◆ EXERCISE GOAL ◆
Type every record exactly as it appears.

◆ Stored items from a collection ◆
◇ ◇ ◇

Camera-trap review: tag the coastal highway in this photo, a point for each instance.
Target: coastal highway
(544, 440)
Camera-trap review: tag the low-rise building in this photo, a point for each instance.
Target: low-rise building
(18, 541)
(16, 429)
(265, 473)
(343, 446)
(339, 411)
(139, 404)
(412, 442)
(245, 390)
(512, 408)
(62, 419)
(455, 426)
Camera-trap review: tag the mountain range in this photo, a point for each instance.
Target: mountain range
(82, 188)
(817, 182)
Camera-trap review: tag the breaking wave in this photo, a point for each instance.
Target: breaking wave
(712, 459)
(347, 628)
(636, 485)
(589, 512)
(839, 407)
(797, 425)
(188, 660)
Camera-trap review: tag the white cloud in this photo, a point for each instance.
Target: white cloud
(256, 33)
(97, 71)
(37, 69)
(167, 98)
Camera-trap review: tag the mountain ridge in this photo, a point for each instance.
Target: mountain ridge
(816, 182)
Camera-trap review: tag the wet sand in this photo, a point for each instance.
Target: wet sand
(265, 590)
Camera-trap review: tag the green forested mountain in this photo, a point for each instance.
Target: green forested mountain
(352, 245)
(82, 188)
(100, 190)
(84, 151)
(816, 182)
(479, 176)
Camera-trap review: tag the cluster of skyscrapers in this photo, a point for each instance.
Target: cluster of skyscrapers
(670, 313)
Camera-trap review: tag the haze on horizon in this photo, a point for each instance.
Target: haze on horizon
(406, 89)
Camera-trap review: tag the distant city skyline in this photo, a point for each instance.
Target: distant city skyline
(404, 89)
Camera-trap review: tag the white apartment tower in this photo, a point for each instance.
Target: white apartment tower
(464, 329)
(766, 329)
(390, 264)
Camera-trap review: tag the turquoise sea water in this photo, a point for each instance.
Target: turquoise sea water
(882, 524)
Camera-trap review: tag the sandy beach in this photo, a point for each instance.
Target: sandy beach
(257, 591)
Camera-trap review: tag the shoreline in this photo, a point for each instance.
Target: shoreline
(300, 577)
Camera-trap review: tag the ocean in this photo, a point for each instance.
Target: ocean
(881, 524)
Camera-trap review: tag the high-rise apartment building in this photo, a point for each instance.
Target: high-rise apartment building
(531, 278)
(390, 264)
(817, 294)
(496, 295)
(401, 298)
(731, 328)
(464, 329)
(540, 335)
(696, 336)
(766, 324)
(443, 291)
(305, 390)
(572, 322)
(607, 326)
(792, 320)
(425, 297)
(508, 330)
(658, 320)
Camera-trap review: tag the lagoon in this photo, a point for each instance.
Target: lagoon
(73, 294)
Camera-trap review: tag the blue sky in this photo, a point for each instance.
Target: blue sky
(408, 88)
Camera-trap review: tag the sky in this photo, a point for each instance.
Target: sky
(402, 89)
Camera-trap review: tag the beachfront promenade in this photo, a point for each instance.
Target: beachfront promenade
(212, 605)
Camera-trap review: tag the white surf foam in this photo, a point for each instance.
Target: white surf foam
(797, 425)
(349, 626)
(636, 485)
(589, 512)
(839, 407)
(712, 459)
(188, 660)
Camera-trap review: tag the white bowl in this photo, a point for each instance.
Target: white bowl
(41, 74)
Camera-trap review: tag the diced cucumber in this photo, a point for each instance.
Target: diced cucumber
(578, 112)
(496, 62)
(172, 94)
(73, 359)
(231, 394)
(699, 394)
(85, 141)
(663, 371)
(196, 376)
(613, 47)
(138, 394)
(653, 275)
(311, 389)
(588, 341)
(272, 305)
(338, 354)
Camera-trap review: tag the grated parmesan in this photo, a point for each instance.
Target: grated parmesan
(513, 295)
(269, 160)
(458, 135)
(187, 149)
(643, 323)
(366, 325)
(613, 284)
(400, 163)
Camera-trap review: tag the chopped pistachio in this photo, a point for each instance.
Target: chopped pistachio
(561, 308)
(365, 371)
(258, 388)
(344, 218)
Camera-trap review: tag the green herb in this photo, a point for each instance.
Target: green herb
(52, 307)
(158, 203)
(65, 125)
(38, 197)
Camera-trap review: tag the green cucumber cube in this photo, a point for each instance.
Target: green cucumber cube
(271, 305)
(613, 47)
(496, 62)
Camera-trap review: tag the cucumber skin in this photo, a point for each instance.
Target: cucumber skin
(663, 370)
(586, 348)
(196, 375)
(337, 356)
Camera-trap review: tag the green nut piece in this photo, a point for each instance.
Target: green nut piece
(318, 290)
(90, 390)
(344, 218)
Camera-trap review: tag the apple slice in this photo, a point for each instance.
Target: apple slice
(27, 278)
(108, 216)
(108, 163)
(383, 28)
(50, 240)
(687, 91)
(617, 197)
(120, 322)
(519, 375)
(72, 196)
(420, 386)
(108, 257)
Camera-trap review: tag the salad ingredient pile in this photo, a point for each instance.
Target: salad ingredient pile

◇ ◇ ◇

◆ TASK RESPONSE ◆
Camera-trap review: tag the coastal highway in this photo, a point for each instance.
Target: coastal highway
(544, 440)
Camera-trap review: tag the low-rise building in this photo, a point for each instance.
Target: low-rise building
(18, 541)
(16, 429)
(265, 473)
(343, 446)
(339, 411)
(139, 404)
(412, 442)
(245, 390)
(512, 408)
(62, 419)
(455, 426)
Camera-trap review: tag the mountain range in this photo, a point for each instance.
Target: mountain range
(82, 188)
(817, 182)
Camera-trap review: tag the breaking wave in this photo, a point for each instance.
Target: breaking wave
(712, 459)
(347, 628)
(636, 485)
(589, 512)
(839, 407)
(797, 425)
(188, 660)
Camera-trap review: tag the white cloud in this photo, a point for each instance.
Target: white cloud
(256, 33)
(97, 71)
(37, 69)
(167, 98)
Camera-trap review: tag the mountain ridge in this photo, a point for each instance.
Target: mountain ridge
(816, 182)
Camera-trap review: tag the wet sand in this photo, a point for each instance.
Target: wet sand
(265, 590)
Camera-trap review: tag the green forested mountain in this photo, a point for each instance.
Target: green forested mountain
(352, 245)
(82, 188)
(100, 190)
(84, 151)
(816, 182)
(479, 176)
Camera-trap review: tag the cluster of skyscrapers in this photo, a point for each instance.
Target: cluster of skyscrapers
(670, 313)
Camera-trap review: tag the haze on horizon in this photo, a point for each instance.
Target: haze on horizon
(406, 89)
Camera-trap review: tag the distant city skyline in this photo, a point for each instance.
Target: distant city skyline
(404, 89)
Camera-trap review: tag the white apartment tower in this photo, a point for each instance.
Target: white apartment tower
(464, 329)
(766, 329)
(390, 264)
Camera-trap review: tag the turquoise sea water in this photo, a point for each instance.
Target: turquoise sea water
(882, 524)
Camera-trap review: tag the sandy beach in this photo, a point for each instance.
Target: sandy beach
(257, 591)
Camera-trap review: tag the shoreline in this photo, a point for each instance.
Target: shoreline
(300, 577)
Camera-trap review: tag the ocean in this photo, a point for each instance.
Target: ocean
(881, 524)
Camera-trap review: tag the high-rise apartment building in this photo, a point for each instance.
Target: high-rise apartment building
(531, 278)
(390, 264)
(817, 294)
(496, 295)
(401, 298)
(731, 328)
(464, 329)
(540, 335)
(696, 336)
(766, 324)
(443, 291)
(305, 390)
(572, 322)
(607, 326)
(792, 320)
(425, 297)
(508, 330)
(658, 320)
Camera-trap review: tag the lagoon in this photo, a point for each instance.
Target: lagoon
(73, 294)
Camera-trap review: tag the blue sky in this photo, a point for each instance.
Target: blue sky
(408, 88)
Camera-trap review: tag the sky in this photo, a point for each instance.
Target: sky
(402, 89)
Camera-trap review: tag the beachfront promenade in this photo, a point for each instance.
Target: beachfront promenade
(212, 605)
Camera-trap review: tag the white surf foam in this photo, a point for each instance.
Target: white surf foam
(797, 425)
(349, 626)
(636, 485)
(589, 512)
(839, 407)
(712, 459)
(188, 660)
Camera-trap review: tag the white bowl in this photo, a point for each instance.
Target: white bowl
(41, 74)
Camera-trap review: tag the diced cucumber in this photo, a point for each instance.
Target: diced cucumber
(578, 112)
(496, 62)
(172, 94)
(73, 359)
(231, 394)
(699, 394)
(85, 141)
(663, 371)
(196, 376)
(613, 47)
(138, 394)
(653, 275)
(311, 389)
(588, 341)
(272, 305)
(338, 354)
Camera-trap review: tag the grated parmesan in this photo, a point for each instance.
Target: grated parmesan
(513, 295)
(269, 160)
(458, 135)
(187, 149)
(643, 323)
(366, 325)
(613, 284)
(400, 163)
Camera-trap review: tag the chopped pistachio in this photo, a point for each instance.
Target: chopped pistachio
(561, 308)
(365, 371)
(258, 388)
(344, 218)
Camera-trap review: tag the green herb in this photo, a point for each instance.
Target: green herb
(52, 307)
(158, 203)
(65, 125)
(38, 197)
Camera-trap review: tag the green cucumber cube in this photo, a point for each instance.
Target: green cucumber cube
(271, 305)
(613, 47)
(496, 62)
Camera-trap review: tag the cucumber skin in this photo, a point for each instance.
Target: cucumber skin
(663, 370)
(586, 348)
(196, 375)
(337, 356)
Camera-trap review: tag the green nut piece in this photo, a point for each instance.
Target: green nut piece
(318, 290)
(90, 390)
(344, 218)
Camera-trap review: tag the apple slice in this photo, a point for each instance.
Target: apple slice
(27, 278)
(108, 216)
(108, 163)
(383, 28)
(50, 240)
(687, 91)
(617, 197)
(120, 322)
(519, 375)
(72, 196)
(420, 386)
(108, 257)
Camera-trap review: tag the salad ingredient pile in this photo, a point for each instance.
Target: salad ingredient pile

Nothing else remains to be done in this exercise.